Return the data below exactly, stopping after the line with "box: [0, 16, 151, 211]".

SOURCE MATERIAL section start

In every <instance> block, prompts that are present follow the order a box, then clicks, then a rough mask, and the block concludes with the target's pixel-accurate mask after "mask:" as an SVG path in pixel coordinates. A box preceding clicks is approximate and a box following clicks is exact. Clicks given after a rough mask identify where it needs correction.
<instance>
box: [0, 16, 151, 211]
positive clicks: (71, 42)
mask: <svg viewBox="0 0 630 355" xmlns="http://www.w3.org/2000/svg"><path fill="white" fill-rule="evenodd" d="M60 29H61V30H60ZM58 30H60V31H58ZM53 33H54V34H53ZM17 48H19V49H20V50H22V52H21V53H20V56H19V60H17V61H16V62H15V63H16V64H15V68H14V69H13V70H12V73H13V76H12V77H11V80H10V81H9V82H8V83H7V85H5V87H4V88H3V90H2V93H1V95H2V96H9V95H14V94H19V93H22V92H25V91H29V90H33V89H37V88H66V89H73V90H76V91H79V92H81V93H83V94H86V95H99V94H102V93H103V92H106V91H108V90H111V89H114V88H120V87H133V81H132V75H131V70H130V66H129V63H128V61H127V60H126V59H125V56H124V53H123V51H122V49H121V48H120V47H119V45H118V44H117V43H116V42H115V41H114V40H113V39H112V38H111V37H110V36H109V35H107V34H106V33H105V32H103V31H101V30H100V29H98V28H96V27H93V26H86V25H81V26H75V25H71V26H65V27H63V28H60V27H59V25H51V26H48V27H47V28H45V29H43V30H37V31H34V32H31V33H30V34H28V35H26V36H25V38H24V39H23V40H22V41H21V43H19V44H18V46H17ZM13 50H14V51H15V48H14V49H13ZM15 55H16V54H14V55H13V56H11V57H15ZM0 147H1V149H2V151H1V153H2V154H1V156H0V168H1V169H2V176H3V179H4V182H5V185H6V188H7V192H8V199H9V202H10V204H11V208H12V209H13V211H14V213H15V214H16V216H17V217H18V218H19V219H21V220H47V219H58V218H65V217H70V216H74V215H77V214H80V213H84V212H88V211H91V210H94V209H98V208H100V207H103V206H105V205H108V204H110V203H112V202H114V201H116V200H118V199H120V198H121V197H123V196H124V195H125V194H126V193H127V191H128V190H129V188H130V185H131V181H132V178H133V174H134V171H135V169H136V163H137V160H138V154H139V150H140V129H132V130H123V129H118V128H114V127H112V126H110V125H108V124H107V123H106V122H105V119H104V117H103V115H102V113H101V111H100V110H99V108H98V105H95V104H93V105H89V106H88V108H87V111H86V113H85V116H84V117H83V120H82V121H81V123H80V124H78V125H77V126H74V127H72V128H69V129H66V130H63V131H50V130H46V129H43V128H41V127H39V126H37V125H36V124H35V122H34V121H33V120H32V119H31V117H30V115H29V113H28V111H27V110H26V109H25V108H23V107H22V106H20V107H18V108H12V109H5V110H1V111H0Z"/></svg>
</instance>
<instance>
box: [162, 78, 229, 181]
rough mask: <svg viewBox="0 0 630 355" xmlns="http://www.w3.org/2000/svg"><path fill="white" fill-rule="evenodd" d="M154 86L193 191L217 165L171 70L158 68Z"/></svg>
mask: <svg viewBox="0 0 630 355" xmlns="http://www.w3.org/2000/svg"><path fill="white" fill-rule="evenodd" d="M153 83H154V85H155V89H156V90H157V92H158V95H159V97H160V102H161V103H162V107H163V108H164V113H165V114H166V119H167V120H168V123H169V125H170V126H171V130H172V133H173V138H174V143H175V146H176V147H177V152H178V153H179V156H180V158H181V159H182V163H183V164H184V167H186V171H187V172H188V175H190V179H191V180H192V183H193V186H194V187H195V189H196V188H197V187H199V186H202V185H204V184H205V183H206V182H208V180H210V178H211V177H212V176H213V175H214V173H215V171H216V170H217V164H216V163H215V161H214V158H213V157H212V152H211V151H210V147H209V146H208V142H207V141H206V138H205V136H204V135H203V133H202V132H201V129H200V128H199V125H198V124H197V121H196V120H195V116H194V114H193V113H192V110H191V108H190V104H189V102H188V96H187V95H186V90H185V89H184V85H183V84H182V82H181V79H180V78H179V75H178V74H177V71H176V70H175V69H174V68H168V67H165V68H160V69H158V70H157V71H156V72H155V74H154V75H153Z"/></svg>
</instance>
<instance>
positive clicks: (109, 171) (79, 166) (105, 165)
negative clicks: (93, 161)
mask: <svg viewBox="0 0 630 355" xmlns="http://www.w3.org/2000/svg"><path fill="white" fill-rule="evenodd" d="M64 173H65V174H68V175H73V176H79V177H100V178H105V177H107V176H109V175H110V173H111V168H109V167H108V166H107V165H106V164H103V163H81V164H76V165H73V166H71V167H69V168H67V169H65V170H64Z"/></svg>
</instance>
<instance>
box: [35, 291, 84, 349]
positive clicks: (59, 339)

SOURCE MATERIAL section end

## [ANSWER SPACE]
In every <instance> block, prompts that are present follow the order a box, then clicks, then a rough mask, and the block concludes with the target's pixel-accurate mask after "mask:" as an SVG path in pixel coordinates. A box preceding clicks is approximate and a box following clicks is exact. Clicks given after a rough mask identify where it needs correction.
<instance>
box: [0, 16, 151, 211]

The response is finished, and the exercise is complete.